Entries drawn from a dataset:
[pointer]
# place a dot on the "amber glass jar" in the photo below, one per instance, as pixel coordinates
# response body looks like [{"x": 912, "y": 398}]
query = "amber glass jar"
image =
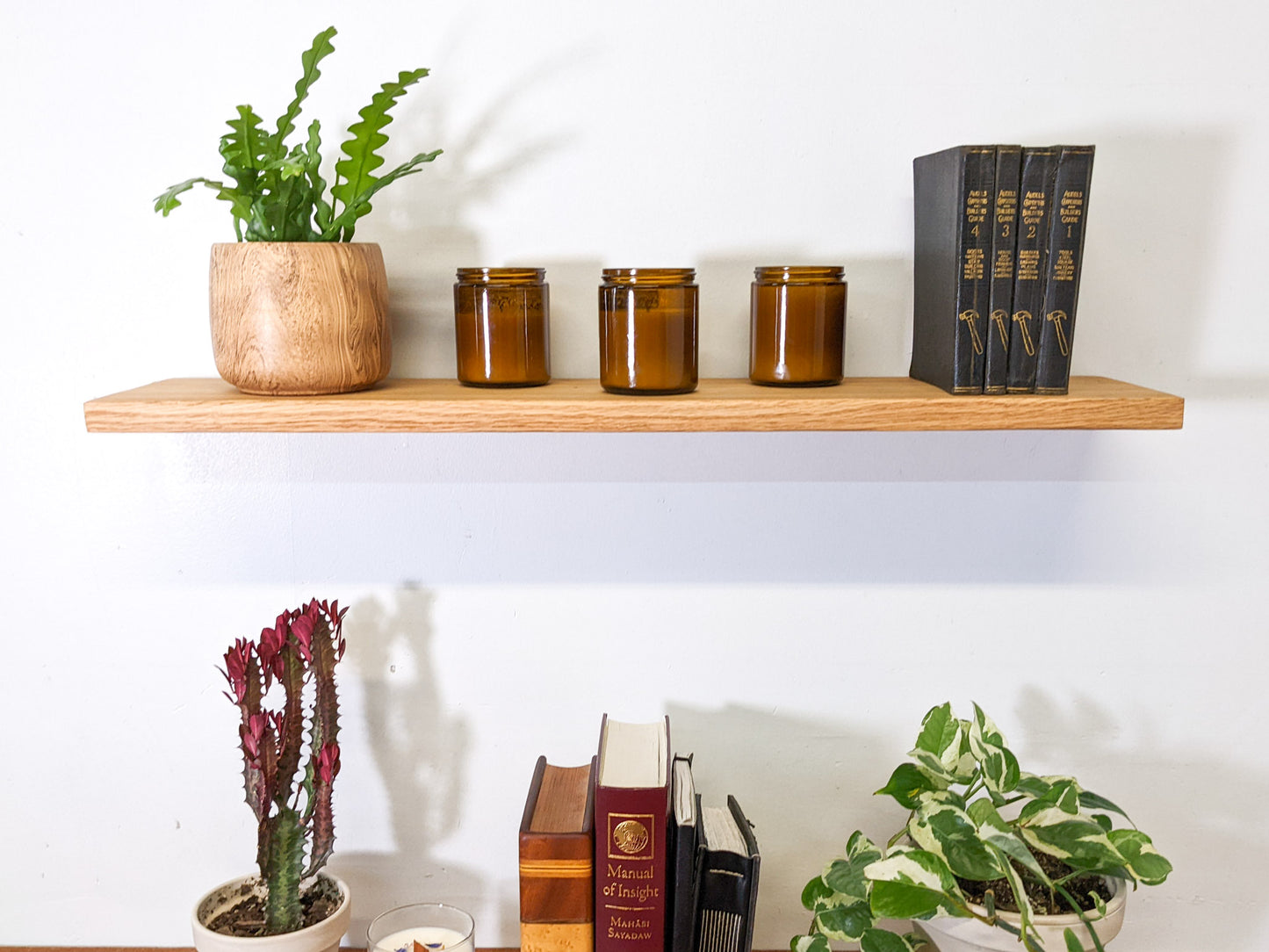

TASK OBJECTIVE: Reproduce the records above verbatim, line for line, omitting the pictures.

SOLUTION FOR THIS TASK:
[pointer]
# place a dot on the "amber glass jar" in the photo below, one per instance, as pixel coordinates
# response body looks like [{"x": 912, "y": 398}]
query = "amber glass jar"
image =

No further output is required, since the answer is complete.